The genetic argument breaks down completely when you look at a strictly genetic disease, like color blindness. The rate of a genetic disease is constant, it doesn't increase or decrease. Autism has spiked in the past 20 years.

That said, genetics are involved nearly all conditions. If there's two boys in a car crash and one breaks his leg while the other doesn't, you could say one boy has genetics for a weaker leg bone. True, but why did his leg break ? It was the car crash.

# Excerpted records
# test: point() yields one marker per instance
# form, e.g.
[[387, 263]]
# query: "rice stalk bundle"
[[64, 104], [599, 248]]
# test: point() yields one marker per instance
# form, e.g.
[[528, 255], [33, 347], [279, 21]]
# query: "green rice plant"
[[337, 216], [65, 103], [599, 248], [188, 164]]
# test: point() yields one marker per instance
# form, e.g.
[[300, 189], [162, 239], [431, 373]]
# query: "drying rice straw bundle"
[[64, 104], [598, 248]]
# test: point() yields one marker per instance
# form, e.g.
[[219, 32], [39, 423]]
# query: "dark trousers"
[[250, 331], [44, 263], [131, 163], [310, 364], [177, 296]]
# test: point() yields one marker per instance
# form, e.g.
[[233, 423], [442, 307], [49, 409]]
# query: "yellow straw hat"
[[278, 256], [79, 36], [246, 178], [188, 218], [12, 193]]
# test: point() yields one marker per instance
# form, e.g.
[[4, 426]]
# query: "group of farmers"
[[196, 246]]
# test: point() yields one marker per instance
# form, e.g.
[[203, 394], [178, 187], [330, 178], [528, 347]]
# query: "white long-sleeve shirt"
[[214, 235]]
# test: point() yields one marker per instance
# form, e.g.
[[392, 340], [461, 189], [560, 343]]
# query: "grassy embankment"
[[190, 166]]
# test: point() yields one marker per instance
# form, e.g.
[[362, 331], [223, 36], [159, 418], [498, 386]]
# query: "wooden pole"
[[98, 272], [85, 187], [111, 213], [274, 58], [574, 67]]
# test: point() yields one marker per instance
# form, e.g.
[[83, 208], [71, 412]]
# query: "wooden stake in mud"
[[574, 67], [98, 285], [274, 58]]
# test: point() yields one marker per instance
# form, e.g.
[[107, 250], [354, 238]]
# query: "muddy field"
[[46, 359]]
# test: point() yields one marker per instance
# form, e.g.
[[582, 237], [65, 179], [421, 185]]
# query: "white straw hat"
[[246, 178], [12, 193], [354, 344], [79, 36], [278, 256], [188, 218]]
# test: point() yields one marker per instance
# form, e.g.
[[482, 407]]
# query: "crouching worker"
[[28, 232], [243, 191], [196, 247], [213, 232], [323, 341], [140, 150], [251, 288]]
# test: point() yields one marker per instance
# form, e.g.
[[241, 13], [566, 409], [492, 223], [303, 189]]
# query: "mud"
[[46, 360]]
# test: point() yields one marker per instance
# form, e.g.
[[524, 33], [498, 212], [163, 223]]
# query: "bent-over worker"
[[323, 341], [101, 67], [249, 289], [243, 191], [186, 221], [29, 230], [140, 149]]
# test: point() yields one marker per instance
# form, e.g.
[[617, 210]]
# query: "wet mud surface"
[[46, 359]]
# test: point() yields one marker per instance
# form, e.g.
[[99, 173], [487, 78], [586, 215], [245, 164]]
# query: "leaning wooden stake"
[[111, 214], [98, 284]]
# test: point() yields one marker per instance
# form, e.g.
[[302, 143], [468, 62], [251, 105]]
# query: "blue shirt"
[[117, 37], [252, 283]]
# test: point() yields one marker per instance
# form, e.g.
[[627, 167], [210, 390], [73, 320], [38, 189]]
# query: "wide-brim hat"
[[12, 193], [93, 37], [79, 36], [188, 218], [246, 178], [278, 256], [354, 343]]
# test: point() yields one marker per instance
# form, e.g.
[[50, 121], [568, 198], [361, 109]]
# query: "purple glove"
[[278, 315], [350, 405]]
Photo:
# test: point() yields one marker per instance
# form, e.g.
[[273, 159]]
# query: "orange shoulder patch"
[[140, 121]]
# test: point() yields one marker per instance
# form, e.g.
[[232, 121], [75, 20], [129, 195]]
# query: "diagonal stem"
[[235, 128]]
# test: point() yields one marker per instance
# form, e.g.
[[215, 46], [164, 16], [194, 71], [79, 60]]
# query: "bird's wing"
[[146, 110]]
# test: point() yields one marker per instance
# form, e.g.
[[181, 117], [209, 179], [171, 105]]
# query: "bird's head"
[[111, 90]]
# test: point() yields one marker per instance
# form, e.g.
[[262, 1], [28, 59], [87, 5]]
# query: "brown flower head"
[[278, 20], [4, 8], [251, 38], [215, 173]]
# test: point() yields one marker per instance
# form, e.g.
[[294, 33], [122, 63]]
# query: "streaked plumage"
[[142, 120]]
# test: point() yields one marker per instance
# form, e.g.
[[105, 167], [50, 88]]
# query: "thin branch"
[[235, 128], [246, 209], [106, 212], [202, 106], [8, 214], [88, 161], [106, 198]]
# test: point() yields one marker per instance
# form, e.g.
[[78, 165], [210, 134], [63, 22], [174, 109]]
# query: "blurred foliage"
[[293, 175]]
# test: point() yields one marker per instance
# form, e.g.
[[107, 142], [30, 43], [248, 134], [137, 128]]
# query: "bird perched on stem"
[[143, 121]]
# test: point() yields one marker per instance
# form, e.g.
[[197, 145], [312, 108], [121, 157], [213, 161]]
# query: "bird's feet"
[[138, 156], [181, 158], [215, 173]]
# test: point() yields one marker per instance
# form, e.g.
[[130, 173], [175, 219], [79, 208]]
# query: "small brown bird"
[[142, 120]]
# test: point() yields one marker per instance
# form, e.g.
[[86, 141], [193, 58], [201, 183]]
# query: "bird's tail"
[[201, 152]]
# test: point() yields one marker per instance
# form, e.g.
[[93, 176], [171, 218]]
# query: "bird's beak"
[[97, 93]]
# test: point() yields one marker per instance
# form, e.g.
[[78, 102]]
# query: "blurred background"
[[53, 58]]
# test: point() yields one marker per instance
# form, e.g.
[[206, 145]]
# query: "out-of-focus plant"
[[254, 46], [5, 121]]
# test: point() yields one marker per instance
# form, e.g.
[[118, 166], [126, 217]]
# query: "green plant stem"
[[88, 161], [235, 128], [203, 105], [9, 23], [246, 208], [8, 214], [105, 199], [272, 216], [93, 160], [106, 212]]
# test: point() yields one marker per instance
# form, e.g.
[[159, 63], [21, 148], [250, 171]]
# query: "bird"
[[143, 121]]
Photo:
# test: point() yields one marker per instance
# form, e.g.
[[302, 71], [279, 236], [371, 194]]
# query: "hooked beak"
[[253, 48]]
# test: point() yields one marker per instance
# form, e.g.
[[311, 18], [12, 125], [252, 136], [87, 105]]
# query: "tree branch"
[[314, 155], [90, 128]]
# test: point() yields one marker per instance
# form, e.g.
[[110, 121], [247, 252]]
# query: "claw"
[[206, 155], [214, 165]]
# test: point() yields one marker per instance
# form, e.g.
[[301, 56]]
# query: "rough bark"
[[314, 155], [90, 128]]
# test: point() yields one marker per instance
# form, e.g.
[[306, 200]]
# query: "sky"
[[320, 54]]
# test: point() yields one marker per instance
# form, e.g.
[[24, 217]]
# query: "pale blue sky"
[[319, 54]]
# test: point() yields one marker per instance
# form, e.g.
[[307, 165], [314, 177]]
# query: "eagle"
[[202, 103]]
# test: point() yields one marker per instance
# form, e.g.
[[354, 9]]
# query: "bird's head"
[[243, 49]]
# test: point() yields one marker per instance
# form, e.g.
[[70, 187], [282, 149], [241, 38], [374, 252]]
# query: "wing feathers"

# Instructions for the task
Continue the passage on genetics and autism from its last sentence, keeping the same argument and tone.

# Your response
Or, simply put: Mercury-preserved vaccines, administered to male infants during their critical period of testosterone surge, cause autism. Reason: High testosterone renders mercury many times more potent. Potentiated mercury, in turn, raises testosterone levels even further. Hence, the vicious cycle is born. Add to this mix a less-than-optimal, genetically determined antioxidant system (e.g. low glutathione), and you have created the perfect storm: A highly toxic metal with no good way to eliminate it. It finds its way to the gut, where in a relatively brief period of time it wipes out entire colonies of beneficial bacteria. This creates a whole host of problems, not least of which is a weakened ability to break down certain proteins, including those found in cow's milk and wheat. Improperly digested, these proteins emit a chemical that mimics opiate, which attaches to the opiate receptors in the brain. After a brief period of euphoria, the brain becomes tolerant. Now the child is in a continuous state of protracted opiate withdrawal (i.e. autism).

Welcome to America in the 21st Century.